WHAT IS ASKED:
Present the data below as a numbered list with one line per entry, and leave out any blank lines.

DATA ENTRIES:
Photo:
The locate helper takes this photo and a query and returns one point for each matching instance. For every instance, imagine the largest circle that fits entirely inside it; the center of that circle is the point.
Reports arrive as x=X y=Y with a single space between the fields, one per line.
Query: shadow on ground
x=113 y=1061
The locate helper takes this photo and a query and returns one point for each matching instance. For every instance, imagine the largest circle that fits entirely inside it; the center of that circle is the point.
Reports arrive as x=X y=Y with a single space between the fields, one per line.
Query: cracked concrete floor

REPLY:
1. Photo:
2. The locate helper takes this photo and a query and returns one point for each matching instance. For every instance, imagine the largest circle that fits entirely inside it; the center of that circle is the point.
3. Reports arrive as x=X y=Y with a single space between the fields, one per line.
4. Query: shadow on ground
5. x=113 y=1061
6. The locate helper takes this photo and a query and returns one point for each matching instance. For every instance, imagine the largest circle that fits entirely inside it; the center of that circle is the point.
7. Reports arrive as x=X y=Y with a single space between the fields, one per line.
8. Query: cracked concrete floor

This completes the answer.